Pull every line with "clicks" from the data below and copy it.

◆ **Source records**:
§ §

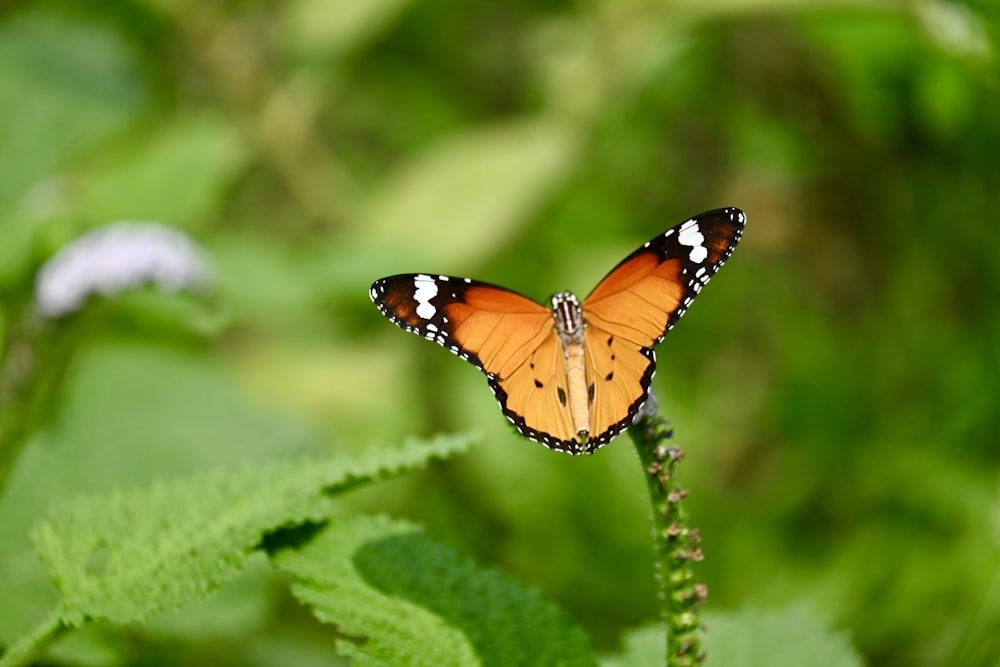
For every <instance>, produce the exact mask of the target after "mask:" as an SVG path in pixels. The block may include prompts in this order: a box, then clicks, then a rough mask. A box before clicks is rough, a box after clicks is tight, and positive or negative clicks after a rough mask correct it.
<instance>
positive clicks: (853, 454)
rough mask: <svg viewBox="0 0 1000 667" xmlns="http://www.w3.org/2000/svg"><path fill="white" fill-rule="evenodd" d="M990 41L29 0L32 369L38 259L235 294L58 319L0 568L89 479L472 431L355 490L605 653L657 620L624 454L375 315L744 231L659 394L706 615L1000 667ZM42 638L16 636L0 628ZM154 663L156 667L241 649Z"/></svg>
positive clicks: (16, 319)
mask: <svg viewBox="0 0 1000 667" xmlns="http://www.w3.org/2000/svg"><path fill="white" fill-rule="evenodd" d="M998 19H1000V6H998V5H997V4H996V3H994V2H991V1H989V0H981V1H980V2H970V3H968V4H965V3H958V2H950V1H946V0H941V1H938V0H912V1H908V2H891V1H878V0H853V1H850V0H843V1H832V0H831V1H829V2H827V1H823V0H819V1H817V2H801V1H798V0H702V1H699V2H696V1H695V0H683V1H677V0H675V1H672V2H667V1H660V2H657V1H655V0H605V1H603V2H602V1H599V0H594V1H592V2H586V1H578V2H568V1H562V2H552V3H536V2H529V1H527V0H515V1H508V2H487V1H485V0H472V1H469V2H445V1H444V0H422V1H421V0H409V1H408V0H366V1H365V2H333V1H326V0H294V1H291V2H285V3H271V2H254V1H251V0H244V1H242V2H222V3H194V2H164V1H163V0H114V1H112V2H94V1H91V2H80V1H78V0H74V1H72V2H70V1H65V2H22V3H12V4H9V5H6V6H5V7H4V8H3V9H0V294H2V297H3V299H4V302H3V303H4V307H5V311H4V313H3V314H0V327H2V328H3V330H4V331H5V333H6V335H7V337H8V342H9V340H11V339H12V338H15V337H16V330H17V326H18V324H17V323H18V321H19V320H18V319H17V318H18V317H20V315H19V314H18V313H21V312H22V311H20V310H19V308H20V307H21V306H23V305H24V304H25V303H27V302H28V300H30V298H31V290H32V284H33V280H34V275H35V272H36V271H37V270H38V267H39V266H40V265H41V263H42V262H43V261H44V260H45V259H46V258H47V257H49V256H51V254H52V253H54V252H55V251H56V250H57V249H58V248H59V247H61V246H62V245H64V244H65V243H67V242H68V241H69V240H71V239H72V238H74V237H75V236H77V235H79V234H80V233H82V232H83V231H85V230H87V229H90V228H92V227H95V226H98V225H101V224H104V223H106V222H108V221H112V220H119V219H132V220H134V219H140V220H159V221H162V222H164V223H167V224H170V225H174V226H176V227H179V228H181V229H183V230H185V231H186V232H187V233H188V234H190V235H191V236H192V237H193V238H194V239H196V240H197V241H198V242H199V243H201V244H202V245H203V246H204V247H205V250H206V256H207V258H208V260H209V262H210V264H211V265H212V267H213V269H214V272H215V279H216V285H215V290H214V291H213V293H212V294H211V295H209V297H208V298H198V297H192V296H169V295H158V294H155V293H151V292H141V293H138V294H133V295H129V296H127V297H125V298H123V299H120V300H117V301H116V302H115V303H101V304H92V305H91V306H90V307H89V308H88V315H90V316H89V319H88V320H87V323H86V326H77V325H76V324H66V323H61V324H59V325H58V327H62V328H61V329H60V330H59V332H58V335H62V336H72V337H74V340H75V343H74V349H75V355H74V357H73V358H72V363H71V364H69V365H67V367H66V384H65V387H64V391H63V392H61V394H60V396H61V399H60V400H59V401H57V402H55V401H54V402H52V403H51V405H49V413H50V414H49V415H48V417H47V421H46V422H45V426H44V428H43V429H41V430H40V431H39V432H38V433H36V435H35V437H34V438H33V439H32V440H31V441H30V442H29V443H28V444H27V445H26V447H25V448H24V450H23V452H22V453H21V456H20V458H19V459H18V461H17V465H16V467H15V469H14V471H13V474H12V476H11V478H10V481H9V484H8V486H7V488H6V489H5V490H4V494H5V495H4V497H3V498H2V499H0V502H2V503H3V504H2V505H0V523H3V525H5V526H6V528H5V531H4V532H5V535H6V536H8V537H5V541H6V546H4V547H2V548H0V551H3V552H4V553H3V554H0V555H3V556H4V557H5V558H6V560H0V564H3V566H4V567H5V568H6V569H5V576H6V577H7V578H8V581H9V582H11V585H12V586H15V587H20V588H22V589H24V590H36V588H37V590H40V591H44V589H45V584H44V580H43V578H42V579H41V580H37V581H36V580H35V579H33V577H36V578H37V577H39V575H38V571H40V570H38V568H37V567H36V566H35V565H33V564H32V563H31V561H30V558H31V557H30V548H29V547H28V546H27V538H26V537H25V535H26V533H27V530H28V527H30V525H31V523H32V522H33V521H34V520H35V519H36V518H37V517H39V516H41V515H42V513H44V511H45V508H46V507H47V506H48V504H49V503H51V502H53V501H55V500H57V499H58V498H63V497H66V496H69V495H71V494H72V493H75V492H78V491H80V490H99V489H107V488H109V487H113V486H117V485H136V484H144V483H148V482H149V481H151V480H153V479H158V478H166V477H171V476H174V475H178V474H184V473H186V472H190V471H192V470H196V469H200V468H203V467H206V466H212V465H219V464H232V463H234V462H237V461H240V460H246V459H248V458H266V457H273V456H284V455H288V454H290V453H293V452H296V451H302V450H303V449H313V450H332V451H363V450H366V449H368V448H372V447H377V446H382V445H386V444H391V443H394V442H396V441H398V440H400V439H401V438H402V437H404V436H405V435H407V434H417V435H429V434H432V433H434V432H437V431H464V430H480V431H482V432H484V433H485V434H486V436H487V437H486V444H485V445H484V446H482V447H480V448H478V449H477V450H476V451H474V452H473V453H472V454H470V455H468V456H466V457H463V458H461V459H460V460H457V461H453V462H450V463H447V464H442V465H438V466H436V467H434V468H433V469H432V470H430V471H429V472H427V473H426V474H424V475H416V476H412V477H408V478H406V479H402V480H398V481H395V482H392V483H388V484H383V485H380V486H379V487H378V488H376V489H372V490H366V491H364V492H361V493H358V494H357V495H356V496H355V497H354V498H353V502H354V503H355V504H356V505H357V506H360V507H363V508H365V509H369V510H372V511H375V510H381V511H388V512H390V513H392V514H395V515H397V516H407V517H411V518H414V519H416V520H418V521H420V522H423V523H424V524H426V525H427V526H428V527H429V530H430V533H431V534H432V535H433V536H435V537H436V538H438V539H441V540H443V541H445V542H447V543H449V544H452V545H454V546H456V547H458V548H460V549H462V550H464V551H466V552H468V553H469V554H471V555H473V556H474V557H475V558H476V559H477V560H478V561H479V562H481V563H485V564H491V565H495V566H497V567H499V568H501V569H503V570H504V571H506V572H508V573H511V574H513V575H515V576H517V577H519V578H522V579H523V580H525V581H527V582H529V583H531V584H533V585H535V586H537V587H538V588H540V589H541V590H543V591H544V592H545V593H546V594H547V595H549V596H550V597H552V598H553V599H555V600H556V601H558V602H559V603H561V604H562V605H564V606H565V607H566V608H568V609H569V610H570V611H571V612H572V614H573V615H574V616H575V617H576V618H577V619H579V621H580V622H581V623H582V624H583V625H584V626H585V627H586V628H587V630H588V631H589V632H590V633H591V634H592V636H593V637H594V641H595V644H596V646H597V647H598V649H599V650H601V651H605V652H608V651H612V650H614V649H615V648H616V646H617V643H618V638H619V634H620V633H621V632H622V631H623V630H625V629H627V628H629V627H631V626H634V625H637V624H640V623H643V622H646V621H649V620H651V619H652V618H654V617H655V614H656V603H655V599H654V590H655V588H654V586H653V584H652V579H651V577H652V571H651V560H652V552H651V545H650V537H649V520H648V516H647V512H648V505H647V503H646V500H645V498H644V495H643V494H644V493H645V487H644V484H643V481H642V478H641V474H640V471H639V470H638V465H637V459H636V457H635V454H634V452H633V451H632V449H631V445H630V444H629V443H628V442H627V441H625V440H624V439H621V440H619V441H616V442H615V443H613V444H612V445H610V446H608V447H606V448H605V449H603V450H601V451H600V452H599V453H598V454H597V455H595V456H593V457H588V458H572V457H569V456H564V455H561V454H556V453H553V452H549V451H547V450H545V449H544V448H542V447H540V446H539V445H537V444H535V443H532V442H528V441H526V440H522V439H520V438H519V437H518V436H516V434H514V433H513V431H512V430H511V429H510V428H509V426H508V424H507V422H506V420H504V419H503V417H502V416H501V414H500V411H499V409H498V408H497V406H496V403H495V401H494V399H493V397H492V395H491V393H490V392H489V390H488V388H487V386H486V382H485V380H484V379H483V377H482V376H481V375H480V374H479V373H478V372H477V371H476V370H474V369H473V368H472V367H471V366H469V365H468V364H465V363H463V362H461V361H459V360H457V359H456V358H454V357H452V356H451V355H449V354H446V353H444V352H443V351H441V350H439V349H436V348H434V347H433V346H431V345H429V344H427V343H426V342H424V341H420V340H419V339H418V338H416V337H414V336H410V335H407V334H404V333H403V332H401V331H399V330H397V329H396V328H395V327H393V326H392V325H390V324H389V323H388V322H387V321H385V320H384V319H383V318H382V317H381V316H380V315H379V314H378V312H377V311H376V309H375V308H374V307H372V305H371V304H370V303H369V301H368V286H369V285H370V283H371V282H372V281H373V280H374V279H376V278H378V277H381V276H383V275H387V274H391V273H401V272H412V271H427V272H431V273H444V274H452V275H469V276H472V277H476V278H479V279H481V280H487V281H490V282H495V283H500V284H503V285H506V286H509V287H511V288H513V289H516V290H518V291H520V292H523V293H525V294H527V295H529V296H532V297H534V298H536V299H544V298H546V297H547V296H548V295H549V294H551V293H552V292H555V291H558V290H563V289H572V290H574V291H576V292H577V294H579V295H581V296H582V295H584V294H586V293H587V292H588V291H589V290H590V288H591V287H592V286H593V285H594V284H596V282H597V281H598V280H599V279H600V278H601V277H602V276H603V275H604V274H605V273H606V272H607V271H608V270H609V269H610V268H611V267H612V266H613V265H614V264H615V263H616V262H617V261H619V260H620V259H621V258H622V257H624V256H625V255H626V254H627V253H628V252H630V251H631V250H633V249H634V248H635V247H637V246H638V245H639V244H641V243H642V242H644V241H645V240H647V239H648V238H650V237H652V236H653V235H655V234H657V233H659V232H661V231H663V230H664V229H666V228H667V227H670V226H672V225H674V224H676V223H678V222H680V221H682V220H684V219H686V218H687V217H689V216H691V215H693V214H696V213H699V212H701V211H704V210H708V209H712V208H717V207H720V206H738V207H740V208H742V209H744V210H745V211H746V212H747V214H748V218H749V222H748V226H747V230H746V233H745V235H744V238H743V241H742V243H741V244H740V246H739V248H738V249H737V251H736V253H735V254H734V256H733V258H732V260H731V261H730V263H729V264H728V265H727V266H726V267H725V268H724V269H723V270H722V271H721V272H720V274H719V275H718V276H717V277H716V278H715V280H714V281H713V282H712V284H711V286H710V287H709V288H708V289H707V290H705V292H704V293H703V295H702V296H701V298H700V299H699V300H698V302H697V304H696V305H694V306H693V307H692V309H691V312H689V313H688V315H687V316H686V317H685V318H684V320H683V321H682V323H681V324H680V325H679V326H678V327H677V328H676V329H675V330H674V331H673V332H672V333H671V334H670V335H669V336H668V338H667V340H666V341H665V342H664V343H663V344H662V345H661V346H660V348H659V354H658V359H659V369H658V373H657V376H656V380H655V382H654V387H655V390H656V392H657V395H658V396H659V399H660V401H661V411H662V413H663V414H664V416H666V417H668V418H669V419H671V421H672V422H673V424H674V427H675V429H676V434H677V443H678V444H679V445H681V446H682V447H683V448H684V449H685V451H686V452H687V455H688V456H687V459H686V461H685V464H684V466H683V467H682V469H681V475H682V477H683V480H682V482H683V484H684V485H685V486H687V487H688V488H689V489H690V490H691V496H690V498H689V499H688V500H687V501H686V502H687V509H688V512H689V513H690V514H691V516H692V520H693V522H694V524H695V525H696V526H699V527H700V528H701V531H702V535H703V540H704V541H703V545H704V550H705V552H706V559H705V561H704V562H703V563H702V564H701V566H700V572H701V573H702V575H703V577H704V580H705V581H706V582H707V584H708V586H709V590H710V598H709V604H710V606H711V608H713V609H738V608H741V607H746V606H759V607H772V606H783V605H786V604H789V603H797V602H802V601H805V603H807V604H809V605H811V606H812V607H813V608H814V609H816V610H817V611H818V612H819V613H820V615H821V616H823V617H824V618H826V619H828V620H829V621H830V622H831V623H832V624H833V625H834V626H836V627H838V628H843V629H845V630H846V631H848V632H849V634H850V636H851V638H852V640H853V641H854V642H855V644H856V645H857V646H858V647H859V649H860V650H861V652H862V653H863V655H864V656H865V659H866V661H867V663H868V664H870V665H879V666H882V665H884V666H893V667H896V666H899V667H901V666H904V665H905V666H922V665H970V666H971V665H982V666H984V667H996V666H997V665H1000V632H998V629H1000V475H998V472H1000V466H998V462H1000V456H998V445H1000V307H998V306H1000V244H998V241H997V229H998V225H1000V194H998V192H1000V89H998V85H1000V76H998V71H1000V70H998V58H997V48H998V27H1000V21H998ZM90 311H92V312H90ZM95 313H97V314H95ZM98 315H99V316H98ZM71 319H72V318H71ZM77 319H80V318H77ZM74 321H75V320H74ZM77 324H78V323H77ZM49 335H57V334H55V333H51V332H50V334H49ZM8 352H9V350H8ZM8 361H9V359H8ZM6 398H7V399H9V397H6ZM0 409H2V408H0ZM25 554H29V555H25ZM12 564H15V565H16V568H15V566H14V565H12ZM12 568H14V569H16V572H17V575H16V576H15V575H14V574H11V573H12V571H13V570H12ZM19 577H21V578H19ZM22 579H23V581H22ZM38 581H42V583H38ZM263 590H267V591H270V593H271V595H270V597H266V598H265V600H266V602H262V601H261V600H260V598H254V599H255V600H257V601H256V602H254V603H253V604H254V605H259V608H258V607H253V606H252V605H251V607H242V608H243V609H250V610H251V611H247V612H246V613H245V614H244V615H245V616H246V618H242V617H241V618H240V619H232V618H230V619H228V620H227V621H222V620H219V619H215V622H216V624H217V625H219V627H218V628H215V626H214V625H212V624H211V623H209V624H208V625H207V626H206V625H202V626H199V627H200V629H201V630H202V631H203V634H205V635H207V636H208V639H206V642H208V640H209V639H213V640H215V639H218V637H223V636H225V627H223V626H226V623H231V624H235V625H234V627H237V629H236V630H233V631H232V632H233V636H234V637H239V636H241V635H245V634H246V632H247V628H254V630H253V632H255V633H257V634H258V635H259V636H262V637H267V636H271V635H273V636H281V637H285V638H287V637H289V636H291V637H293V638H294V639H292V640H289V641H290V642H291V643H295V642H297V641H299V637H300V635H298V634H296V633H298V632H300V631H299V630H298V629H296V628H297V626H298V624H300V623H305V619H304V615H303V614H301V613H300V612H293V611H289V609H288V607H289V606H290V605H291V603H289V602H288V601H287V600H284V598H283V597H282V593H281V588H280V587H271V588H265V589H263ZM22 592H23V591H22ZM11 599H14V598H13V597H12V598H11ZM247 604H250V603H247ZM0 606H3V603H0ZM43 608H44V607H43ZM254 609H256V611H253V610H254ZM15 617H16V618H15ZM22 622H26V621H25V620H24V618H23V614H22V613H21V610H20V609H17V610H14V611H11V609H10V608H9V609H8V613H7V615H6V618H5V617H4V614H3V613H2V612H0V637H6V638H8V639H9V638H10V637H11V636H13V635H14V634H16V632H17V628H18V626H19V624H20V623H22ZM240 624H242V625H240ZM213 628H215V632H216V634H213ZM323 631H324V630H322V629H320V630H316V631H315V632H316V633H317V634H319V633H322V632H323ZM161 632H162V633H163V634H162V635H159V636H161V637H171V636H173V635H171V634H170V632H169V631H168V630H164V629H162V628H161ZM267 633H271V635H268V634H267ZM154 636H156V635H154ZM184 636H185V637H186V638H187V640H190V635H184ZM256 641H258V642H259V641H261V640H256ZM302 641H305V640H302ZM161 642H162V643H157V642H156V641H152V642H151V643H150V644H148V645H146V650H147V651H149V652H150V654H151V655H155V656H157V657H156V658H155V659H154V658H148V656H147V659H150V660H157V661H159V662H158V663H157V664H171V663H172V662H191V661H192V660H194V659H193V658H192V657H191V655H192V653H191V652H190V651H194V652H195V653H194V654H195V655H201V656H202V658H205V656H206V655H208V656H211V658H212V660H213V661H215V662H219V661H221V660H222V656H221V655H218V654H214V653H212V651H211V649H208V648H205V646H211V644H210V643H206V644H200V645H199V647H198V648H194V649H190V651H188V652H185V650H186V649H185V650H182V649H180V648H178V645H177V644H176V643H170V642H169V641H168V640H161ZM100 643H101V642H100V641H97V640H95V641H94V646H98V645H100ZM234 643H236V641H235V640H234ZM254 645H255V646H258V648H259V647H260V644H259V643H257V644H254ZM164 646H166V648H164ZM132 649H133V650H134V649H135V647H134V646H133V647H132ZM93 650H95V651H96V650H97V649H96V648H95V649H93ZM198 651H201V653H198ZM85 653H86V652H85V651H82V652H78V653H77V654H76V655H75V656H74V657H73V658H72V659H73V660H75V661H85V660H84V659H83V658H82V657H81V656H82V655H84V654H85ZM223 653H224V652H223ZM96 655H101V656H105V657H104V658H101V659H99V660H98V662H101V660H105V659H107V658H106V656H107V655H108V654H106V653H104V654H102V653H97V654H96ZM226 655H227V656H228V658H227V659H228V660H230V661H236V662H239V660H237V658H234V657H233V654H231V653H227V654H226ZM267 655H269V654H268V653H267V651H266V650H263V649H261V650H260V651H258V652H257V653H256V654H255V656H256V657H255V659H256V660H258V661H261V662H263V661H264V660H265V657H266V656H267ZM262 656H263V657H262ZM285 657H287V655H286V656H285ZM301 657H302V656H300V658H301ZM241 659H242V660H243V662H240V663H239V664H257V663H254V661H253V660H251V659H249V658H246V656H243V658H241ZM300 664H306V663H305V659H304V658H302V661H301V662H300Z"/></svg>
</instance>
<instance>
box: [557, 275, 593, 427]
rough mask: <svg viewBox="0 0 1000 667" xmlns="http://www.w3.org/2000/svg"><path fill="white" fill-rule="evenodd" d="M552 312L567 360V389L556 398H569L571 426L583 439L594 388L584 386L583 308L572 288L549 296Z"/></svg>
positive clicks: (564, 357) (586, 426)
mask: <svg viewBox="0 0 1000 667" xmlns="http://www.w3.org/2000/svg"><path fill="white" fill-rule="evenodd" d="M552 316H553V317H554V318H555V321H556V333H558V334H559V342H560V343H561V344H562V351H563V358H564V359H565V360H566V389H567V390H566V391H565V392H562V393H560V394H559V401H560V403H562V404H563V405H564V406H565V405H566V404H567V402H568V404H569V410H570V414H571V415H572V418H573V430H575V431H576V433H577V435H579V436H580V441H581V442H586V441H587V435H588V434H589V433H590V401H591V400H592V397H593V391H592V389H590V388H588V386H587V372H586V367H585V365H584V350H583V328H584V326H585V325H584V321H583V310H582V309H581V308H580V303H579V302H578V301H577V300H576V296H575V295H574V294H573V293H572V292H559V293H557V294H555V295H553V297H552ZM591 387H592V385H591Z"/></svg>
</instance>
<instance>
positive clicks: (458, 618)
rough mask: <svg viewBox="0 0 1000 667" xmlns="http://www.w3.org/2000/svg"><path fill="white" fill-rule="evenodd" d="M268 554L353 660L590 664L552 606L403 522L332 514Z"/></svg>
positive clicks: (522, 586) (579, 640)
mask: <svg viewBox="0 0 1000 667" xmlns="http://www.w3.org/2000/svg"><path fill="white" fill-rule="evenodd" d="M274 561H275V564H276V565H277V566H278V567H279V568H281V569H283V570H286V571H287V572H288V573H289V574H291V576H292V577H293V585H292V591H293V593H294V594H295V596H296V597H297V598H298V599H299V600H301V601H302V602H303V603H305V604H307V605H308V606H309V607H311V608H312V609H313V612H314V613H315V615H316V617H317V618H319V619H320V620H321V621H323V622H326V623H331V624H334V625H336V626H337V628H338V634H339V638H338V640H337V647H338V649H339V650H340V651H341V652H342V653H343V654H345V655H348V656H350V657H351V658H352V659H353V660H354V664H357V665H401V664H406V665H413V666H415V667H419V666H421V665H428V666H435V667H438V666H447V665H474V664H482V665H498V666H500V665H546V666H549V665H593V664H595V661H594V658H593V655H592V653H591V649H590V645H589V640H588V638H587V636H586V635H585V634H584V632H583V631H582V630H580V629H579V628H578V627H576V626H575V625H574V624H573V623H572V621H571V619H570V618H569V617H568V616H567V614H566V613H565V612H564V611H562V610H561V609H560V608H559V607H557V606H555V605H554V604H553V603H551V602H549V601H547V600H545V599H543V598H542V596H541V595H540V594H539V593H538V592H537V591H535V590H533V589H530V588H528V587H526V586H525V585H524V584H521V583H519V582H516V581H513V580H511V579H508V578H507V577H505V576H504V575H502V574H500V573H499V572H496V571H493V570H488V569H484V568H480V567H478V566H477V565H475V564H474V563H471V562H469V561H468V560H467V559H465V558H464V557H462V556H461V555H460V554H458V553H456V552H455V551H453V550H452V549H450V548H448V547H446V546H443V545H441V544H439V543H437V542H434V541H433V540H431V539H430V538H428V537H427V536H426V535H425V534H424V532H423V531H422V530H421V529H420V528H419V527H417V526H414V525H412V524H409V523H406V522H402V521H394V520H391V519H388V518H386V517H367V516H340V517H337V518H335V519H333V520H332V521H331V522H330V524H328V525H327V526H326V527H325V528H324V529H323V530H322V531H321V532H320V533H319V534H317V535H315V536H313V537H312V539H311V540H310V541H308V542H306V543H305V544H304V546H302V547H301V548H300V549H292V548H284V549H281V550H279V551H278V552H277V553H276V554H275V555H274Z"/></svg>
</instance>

§ §

◆ **Answer space**:
For every <instance>, produce the exact mask of the target after "mask:" as an SVG path in pixels. The block may include prompts in this order: a box, then clicks, then a rough mask. A box before clicks is rough, a box after clicks is tight, and positive or negative clicks after a rough mask correct it.
positive clicks: (853, 454)
positive clicks: (16, 319)
positive clicks: (564, 357) (586, 426)
positive clicks: (458, 618)
positive clicks: (522, 586) (579, 640)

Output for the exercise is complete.